Exercise goal ▸
Every line below needs to be reproduced exactly.

Extracted entries ▸
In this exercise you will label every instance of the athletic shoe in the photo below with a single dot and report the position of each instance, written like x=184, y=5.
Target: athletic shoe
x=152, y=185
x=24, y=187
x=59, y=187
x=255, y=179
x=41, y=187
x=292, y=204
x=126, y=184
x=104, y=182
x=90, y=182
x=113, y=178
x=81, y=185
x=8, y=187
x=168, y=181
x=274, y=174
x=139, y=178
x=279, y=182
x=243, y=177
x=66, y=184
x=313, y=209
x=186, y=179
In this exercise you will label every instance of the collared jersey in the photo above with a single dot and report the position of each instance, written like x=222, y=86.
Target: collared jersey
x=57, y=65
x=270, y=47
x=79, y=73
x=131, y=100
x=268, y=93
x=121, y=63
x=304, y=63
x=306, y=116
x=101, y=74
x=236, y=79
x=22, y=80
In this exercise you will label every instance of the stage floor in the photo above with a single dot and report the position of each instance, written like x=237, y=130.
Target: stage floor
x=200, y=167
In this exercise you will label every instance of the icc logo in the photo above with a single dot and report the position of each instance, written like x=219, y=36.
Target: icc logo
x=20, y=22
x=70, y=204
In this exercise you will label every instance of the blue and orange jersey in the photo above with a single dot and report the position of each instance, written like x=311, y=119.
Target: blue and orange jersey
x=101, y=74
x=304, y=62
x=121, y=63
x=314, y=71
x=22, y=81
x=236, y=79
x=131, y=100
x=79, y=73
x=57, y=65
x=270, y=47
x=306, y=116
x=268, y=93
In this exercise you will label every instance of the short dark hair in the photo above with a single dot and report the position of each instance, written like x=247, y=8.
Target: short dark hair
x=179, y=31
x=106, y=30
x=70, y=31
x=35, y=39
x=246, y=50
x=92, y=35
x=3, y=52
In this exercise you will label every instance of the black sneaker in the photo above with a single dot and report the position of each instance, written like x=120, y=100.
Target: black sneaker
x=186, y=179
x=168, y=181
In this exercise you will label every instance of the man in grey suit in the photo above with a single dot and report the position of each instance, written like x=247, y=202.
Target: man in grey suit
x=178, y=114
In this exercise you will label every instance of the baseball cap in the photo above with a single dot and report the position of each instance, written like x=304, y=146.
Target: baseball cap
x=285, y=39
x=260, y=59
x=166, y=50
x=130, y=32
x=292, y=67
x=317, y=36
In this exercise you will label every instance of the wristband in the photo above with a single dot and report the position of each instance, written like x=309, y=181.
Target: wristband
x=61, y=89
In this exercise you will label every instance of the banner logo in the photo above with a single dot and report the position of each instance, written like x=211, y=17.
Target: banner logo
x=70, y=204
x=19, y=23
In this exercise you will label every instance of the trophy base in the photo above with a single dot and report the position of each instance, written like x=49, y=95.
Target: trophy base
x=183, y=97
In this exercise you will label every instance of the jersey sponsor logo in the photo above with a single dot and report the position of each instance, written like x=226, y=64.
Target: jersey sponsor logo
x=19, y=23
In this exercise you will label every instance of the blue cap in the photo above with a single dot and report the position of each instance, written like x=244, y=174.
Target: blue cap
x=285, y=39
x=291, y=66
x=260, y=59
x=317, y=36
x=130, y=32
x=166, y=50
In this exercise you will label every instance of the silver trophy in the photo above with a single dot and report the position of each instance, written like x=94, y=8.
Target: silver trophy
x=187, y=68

Response to this task ▸
In this exercise you will label every instance of the athletic shoe in the photo below with a single dot and report the position of each instance, written like x=184, y=5.
Target: athletic shoe
x=152, y=185
x=24, y=187
x=59, y=187
x=255, y=179
x=41, y=187
x=292, y=204
x=126, y=184
x=104, y=182
x=90, y=182
x=113, y=178
x=81, y=185
x=8, y=187
x=168, y=181
x=274, y=174
x=139, y=178
x=279, y=182
x=243, y=177
x=66, y=184
x=313, y=209
x=186, y=179
In this exercise you will label every instance of the collared jersey in the photo above with a single dot and report the position of each instance, written like x=222, y=86.
Target: collared jersey
x=57, y=65
x=270, y=47
x=79, y=73
x=131, y=100
x=268, y=93
x=121, y=63
x=304, y=63
x=306, y=116
x=101, y=74
x=236, y=79
x=22, y=80
In this exercise you will label every instance of the stage floor in the photo above with a single dot and report the position of each instance, written like x=237, y=130.
Target: stage floor
x=200, y=167
In this exercise you will label every instance of the icc logo in the photo above with a single dot and report the position of each instance, written like x=219, y=36.
Target: icc logo
x=20, y=22
x=70, y=204
In this exercise you will label every instance of the blue and orange jersey in the photo above with a single dot and report the position of each instance, written like x=311, y=119.
Target: blue and orange jersey
x=101, y=74
x=304, y=62
x=121, y=63
x=314, y=71
x=22, y=81
x=236, y=79
x=131, y=100
x=79, y=73
x=57, y=65
x=270, y=47
x=306, y=116
x=268, y=93
In this exercise you will label every instance of the short dark hair in the photo above with a single dot and report the position of each instance, written like x=247, y=8.
Target: short dark hair
x=179, y=31
x=106, y=30
x=70, y=31
x=35, y=39
x=246, y=50
x=92, y=35
x=3, y=52
In this exercise you will label every instance of the black sneaker in the photo above with a single dot and report the position of each instance, written like x=120, y=100.
Target: black sneaker
x=186, y=179
x=168, y=181
In this exercise you will label every instance of the man in grey suit in the photo above with a single dot and report the position of each instance, written like x=247, y=202.
Target: man in grey suit
x=178, y=114
In this exercise you will label every instance of the baseball cap in the photo above with a single dot and report the position of each instance, written like x=304, y=146.
Target: baseball cap
x=285, y=39
x=260, y=59
x=166, y=50
x=130, y=32
x=292, y=67
x=317, y=36
In this exercise you will label every instance of the wristband in the photo above with a single dot and report the position of each instance, written like x=309, y=181.
Target: wristband
x=61, y=89
In this exercise you will label every instance of the banner logo in the photo above with a single dot and report the position of each instance, written like x=211, y=17.
Target: banner logo
x=70, y=204
x=19, y=23
In this exercise you will label every instance of the trophy base in the photo above with a single dot and report the position of each instance, written like x=49, y=95.
Target: trophy base
x=183, y=97
In this exercise you will label every instance of the jersey sponsor logo in the photo above with a single dot and report the position of each instance, written like x=226, y=64.
Target: jersey sponsor logo
x=19, y=23
In this exercise you will label every instance of the blue cap in the photo above with a single dot and report the position of each instance, written like x=244, y=174.
Target: blue cap
x=285, y=39
x=291, y=66
x=260, y=59
x=317, y=36
x=130, y=32
x=166, y=50
In this exercise you will label every instance of the silver trophy in the photo above with a single dot and report the position of each instance, written like x=94, y=8.
Target: silver trophy
x=187, y=68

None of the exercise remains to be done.